SOURCE DOCUMENT –
Chapter 8 (More) On Effect Sizes

Correlations & Power Analysis

Learning Outcomes:

Explore relationships between two numeric variables
Learn to calculate effect sizes for correlations
Understand statistical power
Conduct post and pre - hoc power analyses

Today’s Learning Tools:

Total number of activities: 6

Data:

Patrick Sharkey’s data
Seattle Neighborhoods and Crime Survey

Packages:

dplyr
ggplot2
haven
here
tibble
pwr

Functions introduced (and packages to which they belong)

add_row() : Adds rows to a data frame (tibble)
cor() : Produces the correlation of two variables (base R)
cor.test() : Obtains correlation coefficient (base R)
rm() : Removes an object from the R environment (base R)
ES.w2(): Computes effect size w for a two-way probability table (pwr)
pwr.chisq.test() : Computes power of a test or determines estimates to obtain target power (pwr)

8.1 Measures of Association: A Continuation

To date, we have learned ways of measuring whether there is a relationship between variables. These are known as bivariate analyses, which involve two variables. If a relationship exists, as indicated by tests of statistical significance, it means that the value of the independent variable (IV) can be used to predict the value of the dependent variable (DV).

We also learned to test how strong these associations between variables were. This is known as the effect size, and simply quantifies the magnitude of difference between two variables. Instead of merely addressing the question ‘Is there a relationship or not?’, the effect size addresses the question ‘To what extent is this relationship generalisable?’ We were recently introduced to some measures of effect sizes such as Cohen’s d and the odds ratio (OR).

(Recorded data)
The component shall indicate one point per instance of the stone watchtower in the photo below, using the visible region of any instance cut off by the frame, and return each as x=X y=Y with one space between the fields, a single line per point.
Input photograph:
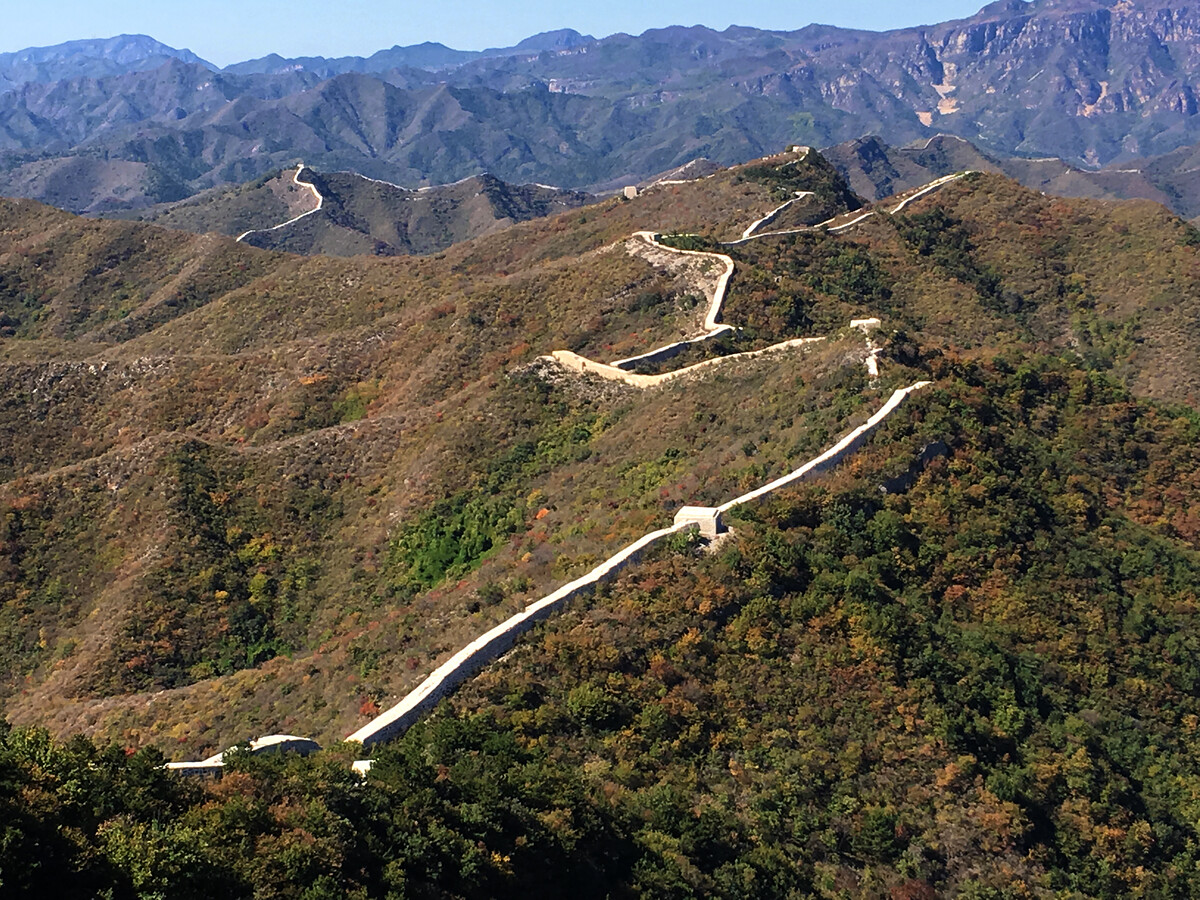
x=707 y=517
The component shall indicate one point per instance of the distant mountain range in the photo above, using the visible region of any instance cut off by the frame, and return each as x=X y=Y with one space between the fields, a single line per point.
x=100 y=126
x=875 y=171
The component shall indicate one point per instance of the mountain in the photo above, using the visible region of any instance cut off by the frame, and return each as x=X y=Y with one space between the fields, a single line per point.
x=93 y=59
x=360 y=215
x=427 y=55
x=1095 y=83
x=877 y=171
x=246 y=492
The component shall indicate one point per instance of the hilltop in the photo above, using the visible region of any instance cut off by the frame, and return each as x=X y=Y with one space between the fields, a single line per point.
x=361 y=215
x=251 y=492
x=1096 y=84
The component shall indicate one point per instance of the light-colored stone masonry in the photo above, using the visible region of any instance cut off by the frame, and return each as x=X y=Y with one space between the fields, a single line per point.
x=501 y=639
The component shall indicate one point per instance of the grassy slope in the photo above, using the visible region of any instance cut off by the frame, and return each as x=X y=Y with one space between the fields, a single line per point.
x=261 y=466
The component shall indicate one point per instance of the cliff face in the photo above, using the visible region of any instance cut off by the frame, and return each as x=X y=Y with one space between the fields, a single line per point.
x=1090 y=81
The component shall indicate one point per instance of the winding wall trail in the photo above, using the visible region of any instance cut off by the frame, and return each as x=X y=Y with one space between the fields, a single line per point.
x=497 y=641
x=295 y=179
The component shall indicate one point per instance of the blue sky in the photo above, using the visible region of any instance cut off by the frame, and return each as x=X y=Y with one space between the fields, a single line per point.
x=229 y=30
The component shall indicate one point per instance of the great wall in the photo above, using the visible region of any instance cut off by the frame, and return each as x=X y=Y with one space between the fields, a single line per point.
x=707 y=521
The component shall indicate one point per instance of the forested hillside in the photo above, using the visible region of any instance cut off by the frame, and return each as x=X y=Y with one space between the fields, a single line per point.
x=247 y=492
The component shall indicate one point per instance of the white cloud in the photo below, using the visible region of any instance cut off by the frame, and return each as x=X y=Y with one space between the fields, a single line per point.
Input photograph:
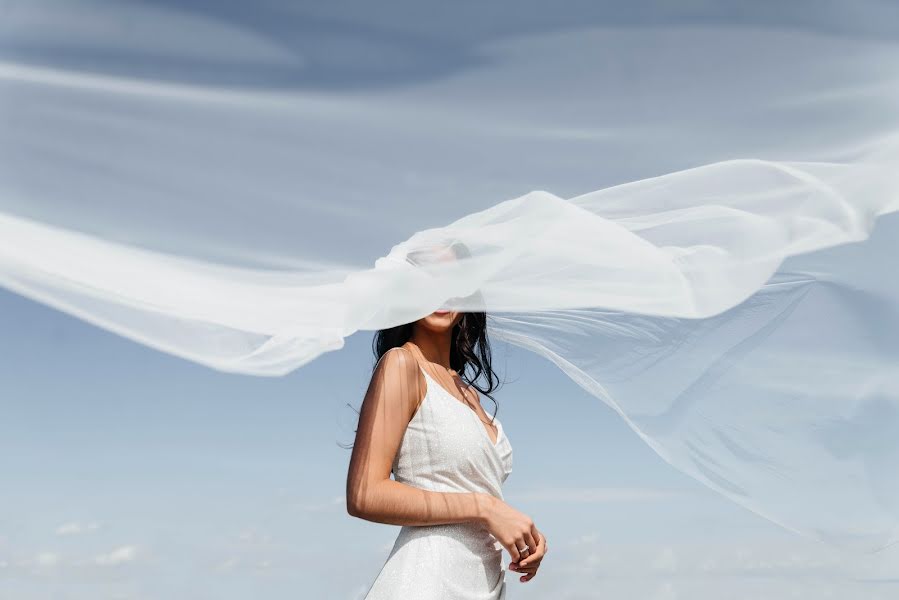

WORK INSTRUCTIONS –
A. Reproduce the chapter on effect sizes from "add_row() : Adds" up to and including "probability table (pwr)", substituting "R base" for "base R".
B. Resume the chapter on effect sizes after its final sentence, and continue writing it.

RESPONSES TO THE EXERCISE –
A.
add_row() : Adds rows to a data frame (tibble)
cor() : Produces the correlation of two variables (R base)
cor.test() : Obtains correlation coefficient (R base)
rm() : Removes an object from the R environment (R base)
ES.w2(): Computes effect size w for a two-way probability table (pwr)

B.
Today, we learn more measures of effect size, specifically that of relationships between two numeric variables. These are known as measures of correlation.

In addition, throughout our class, there was repeated mention of a ‘large sample size’ - that a number of assumptions for certain statistical tests could be relaxed if the sample size was ‘large enough’, but it was not clear what was meant by ‘large’. For this lesson, we learn to assess whether our sample size is (large) enough using power analysis.

8.1.1 Activity 1: The `R` prep routine

We begin by:

Opening our usual R project
Install and load the required packages
Load Professor Patrick Sharkey’s dataset ( ‘sharkey.csv’ ), which is a study on the effect of nonprofit organisations on the levels of crime, using the read_csv() function. Alternatively, you can load the dataset from the Dataverse website.
Name the data frame sharkey, and if you dislike scientific notation, you can turn it off in R by typing and running options(scipen=999).
Get to know the data by using the functions View() and dim() and to see if it has been loaded successfully

8.2 Today’s 2 (!)

Our two topics are correlations where we explore the relationship between numeric variables and how to interpret them; and power where we learn about power analyses for estimating sample sizes.

8.2.1 Correlations

This section is about measuring the strength of relationship between two ratio/ interval variables.

With our data frame, sharkey, we focus on the year 2012, the most recent year, and on only a couple of select variables. We will place them in a new data frame named df. To do this, we will use the filter() and select() functions from the dplyr package. (See Lesson 2, section 2.4.3 on subsetting.) Then, we will remove the sharkey data frame from R using the rm() function.

# We only want data from the year 2012 in our new data frame  `df`
df <- filter(sharkey, year == "2012") 

# For our new data frame, we want only the following two variables
df <- select(df, unemployed, log_viol_r) 

# Goodbye sharkey
rm(sharkey)

The variables we now have contain information of cities in 44 US states on:

unemployed: percentage of those who are unemployed
log_viol_r: violence rate

8.2.1.1 Activity 2: Identifying a linear relationship

We are interested in whether there is a relationship between unemployment and violence. First, we must examine our bivariate relationship through a scatterplot. We do this to ascertain if our variables of interest have a linear relationship, which determines what statistical test we will need to use.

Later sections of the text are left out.